EXERCISE REQUIREMENTS ::
How many lines in the items below contain the string "this", with case counting? Reply with the number only.

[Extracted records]
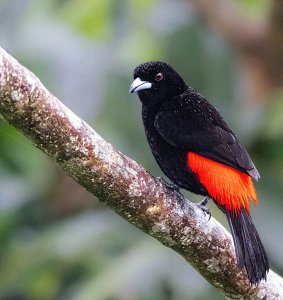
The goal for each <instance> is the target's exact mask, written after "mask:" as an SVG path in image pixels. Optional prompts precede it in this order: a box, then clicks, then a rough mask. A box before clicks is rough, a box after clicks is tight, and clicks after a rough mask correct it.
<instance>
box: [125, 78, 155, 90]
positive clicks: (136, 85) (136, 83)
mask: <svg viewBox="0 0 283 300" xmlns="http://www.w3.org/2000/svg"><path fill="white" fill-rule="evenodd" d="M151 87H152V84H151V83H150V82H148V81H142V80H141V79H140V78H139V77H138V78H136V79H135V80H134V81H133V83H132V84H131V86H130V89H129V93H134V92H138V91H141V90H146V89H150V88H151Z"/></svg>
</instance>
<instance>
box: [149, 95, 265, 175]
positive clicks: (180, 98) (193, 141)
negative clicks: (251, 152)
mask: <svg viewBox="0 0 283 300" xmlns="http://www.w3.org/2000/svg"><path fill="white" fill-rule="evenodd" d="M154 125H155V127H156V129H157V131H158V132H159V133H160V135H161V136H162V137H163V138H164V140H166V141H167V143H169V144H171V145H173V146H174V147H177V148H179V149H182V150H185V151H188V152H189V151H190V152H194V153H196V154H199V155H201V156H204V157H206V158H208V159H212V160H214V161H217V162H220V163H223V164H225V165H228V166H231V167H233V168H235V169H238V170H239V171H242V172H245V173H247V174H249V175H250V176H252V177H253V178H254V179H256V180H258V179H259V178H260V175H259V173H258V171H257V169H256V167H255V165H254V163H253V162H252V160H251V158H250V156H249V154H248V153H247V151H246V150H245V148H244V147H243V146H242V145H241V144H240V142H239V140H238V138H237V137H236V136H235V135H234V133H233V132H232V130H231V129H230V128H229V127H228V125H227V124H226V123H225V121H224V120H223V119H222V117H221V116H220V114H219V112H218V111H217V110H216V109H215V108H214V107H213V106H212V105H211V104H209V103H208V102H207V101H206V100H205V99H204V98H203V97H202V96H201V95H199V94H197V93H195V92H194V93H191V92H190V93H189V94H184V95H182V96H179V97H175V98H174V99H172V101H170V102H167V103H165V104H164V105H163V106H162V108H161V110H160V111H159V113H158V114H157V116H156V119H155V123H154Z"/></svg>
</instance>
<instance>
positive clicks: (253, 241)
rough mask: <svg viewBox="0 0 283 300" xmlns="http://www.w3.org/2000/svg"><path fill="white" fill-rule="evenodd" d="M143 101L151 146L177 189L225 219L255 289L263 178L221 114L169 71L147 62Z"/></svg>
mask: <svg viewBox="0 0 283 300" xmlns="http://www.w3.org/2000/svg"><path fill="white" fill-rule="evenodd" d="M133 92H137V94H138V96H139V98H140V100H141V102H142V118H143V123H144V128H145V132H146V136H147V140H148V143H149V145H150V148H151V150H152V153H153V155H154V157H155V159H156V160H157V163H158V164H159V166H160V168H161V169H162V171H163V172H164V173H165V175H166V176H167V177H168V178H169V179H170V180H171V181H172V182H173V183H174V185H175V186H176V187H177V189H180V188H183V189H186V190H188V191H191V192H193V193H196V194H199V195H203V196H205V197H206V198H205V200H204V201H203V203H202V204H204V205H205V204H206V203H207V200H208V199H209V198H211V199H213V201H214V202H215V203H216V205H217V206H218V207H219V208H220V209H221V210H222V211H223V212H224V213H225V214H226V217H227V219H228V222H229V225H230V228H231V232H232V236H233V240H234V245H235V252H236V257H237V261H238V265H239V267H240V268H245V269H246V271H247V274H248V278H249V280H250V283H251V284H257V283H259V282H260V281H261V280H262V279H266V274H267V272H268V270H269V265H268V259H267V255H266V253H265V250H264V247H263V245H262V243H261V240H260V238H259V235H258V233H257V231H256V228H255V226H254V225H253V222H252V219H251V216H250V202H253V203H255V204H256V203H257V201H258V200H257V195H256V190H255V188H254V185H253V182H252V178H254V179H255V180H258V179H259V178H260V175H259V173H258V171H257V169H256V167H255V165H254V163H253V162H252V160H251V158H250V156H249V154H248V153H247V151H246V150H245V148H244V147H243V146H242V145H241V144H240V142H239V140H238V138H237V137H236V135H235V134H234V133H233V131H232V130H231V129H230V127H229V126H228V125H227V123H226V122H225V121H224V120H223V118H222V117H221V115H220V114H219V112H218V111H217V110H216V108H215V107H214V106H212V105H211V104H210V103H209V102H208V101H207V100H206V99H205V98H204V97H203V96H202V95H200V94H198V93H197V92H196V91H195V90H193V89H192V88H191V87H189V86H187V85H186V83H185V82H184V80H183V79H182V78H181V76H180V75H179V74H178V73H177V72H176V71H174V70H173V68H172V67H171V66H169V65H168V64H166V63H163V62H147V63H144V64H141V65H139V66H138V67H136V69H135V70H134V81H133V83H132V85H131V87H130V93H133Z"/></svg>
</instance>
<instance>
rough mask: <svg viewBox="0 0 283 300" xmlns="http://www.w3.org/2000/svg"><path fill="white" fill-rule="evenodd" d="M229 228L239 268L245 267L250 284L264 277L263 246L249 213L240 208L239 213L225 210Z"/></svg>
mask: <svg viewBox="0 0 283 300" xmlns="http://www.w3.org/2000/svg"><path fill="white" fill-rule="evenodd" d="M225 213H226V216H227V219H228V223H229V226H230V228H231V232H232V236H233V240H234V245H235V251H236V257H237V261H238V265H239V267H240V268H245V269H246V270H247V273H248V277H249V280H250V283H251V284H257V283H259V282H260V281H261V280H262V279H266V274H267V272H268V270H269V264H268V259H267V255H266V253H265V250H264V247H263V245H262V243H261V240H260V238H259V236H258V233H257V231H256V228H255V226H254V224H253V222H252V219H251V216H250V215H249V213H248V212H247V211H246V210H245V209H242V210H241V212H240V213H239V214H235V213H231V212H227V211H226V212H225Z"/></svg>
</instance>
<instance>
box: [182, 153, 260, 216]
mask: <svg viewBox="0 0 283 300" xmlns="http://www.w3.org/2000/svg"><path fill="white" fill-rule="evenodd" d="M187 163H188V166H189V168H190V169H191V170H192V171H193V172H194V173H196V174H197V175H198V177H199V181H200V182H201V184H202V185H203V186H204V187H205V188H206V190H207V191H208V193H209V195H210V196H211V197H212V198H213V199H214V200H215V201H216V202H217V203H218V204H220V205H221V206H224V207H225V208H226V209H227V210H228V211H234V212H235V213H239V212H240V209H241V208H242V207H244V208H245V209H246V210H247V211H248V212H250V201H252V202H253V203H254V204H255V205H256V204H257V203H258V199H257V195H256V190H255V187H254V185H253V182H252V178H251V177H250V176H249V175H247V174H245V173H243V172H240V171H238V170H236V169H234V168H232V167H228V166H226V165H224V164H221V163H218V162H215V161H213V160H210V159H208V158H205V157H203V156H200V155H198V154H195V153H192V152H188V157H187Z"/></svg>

---

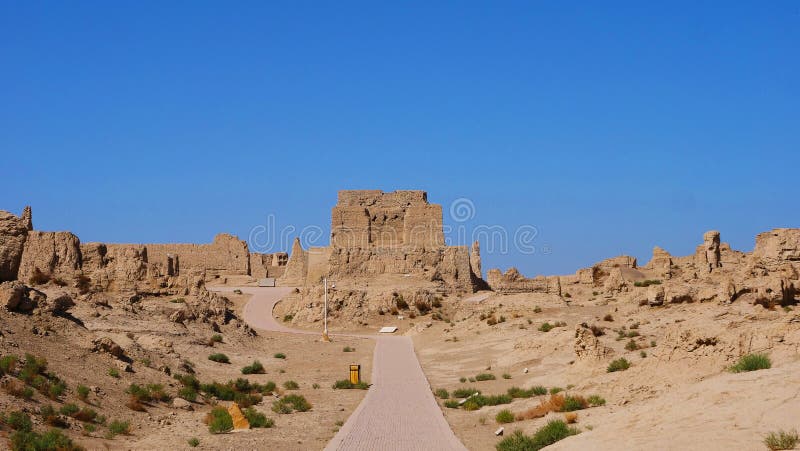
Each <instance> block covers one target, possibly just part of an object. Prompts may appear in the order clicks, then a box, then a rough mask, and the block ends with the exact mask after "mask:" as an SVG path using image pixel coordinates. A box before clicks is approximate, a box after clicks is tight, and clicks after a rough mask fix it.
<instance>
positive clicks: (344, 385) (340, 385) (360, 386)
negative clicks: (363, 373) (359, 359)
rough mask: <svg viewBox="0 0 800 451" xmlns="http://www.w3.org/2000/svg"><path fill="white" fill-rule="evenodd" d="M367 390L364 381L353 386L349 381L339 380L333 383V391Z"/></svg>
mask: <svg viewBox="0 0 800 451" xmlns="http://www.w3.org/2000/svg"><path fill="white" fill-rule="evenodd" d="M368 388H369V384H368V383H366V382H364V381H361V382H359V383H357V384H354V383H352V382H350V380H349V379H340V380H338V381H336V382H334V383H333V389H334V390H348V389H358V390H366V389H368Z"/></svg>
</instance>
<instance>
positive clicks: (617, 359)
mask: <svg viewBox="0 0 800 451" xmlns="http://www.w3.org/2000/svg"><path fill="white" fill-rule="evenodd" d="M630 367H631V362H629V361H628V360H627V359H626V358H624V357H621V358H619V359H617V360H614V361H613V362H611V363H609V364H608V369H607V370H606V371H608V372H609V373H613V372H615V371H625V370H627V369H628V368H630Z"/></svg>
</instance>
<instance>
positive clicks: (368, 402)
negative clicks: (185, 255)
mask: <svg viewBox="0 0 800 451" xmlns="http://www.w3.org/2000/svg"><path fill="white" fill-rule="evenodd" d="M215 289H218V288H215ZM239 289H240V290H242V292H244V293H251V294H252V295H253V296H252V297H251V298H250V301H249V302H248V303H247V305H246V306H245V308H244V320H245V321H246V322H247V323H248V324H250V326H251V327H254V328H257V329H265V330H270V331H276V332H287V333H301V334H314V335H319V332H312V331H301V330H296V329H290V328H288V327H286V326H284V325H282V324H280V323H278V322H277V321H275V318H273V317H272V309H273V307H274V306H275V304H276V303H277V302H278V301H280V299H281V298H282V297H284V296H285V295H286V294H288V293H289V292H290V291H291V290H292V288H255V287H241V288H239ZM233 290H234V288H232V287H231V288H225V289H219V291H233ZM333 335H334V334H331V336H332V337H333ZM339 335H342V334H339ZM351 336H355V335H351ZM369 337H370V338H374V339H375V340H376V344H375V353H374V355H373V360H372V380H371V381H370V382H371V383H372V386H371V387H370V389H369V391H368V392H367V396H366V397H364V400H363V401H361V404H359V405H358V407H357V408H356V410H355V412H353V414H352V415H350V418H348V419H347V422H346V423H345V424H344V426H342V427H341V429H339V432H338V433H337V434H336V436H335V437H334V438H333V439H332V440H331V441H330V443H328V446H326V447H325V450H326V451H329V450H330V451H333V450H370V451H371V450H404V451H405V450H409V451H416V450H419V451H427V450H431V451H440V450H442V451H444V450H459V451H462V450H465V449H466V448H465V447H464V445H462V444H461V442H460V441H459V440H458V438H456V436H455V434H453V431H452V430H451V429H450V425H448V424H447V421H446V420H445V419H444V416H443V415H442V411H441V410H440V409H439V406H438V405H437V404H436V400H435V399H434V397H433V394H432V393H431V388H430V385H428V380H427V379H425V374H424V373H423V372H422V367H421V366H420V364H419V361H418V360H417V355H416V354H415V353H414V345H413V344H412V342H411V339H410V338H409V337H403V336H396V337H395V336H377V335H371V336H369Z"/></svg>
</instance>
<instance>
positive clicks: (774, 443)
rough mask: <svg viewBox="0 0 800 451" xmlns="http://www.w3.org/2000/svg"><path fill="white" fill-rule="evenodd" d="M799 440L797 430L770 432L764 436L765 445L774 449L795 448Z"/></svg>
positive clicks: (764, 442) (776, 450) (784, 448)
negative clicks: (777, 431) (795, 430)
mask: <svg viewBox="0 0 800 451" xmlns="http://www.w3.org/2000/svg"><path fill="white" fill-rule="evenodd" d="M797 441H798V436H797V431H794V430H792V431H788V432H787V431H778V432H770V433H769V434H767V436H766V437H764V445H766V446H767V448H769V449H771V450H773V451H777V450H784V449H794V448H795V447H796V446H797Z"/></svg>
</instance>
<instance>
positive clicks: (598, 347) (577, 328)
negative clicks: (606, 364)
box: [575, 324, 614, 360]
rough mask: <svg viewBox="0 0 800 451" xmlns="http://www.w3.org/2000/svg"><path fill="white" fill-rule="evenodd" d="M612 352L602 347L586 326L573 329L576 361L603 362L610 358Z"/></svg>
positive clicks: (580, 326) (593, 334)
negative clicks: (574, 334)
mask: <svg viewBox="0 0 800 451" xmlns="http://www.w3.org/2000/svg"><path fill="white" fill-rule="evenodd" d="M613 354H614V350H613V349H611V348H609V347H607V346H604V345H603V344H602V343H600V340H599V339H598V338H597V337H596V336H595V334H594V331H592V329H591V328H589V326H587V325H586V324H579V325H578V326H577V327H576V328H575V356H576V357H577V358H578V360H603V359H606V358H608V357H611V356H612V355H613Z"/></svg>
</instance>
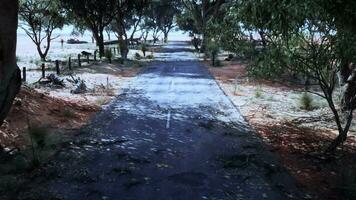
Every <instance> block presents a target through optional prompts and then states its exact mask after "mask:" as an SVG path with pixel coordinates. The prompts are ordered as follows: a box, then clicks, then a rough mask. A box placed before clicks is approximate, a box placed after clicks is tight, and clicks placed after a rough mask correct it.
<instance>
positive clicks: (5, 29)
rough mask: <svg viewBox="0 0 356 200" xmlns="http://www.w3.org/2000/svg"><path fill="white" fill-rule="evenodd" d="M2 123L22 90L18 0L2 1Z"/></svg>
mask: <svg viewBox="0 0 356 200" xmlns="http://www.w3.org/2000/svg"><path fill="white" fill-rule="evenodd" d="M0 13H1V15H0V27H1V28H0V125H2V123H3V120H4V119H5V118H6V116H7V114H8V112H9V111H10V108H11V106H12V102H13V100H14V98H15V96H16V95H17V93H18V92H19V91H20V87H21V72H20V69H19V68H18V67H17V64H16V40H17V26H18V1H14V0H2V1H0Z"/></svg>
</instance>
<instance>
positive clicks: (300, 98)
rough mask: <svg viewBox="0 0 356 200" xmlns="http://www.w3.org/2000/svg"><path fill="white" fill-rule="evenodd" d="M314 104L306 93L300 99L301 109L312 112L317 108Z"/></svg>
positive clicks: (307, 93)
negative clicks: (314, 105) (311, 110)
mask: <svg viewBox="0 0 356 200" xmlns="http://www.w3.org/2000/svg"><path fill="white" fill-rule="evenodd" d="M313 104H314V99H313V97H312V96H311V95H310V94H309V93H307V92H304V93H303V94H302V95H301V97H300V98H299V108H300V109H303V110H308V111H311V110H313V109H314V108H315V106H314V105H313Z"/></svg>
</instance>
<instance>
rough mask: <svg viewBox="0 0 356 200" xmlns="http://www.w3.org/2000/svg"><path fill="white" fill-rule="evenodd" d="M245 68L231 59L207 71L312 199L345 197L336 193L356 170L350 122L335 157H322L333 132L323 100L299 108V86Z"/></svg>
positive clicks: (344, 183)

* * *

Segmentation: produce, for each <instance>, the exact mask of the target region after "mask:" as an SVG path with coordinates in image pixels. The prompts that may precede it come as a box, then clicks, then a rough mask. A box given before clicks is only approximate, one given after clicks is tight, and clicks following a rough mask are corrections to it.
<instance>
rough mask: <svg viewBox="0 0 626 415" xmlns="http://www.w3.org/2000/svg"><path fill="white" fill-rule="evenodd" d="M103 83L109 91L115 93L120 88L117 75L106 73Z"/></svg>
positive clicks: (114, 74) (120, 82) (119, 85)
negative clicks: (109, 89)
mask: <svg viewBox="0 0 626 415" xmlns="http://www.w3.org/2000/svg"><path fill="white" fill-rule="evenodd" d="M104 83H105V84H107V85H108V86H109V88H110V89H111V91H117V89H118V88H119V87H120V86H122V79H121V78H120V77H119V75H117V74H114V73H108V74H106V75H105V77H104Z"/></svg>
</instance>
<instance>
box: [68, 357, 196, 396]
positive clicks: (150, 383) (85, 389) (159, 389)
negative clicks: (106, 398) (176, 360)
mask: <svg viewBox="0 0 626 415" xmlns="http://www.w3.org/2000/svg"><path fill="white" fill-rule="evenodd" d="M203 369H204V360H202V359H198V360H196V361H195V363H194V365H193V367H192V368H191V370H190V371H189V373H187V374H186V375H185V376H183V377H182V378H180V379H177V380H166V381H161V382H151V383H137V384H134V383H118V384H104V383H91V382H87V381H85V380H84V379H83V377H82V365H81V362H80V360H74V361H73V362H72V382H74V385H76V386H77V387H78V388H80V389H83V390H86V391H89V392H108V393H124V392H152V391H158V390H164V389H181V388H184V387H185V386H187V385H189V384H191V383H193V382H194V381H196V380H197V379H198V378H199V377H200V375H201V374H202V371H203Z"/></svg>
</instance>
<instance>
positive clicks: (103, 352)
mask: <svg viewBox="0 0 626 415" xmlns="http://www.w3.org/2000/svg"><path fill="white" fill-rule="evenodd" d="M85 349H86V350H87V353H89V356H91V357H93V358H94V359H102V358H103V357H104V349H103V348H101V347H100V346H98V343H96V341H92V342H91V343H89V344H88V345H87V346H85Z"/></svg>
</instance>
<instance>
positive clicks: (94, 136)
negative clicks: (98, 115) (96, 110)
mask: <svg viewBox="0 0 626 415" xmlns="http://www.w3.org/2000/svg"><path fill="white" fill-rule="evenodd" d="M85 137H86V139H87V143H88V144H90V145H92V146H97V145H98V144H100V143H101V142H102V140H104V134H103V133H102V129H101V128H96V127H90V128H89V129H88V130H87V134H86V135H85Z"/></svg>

EXERCISE ANSWER ::
1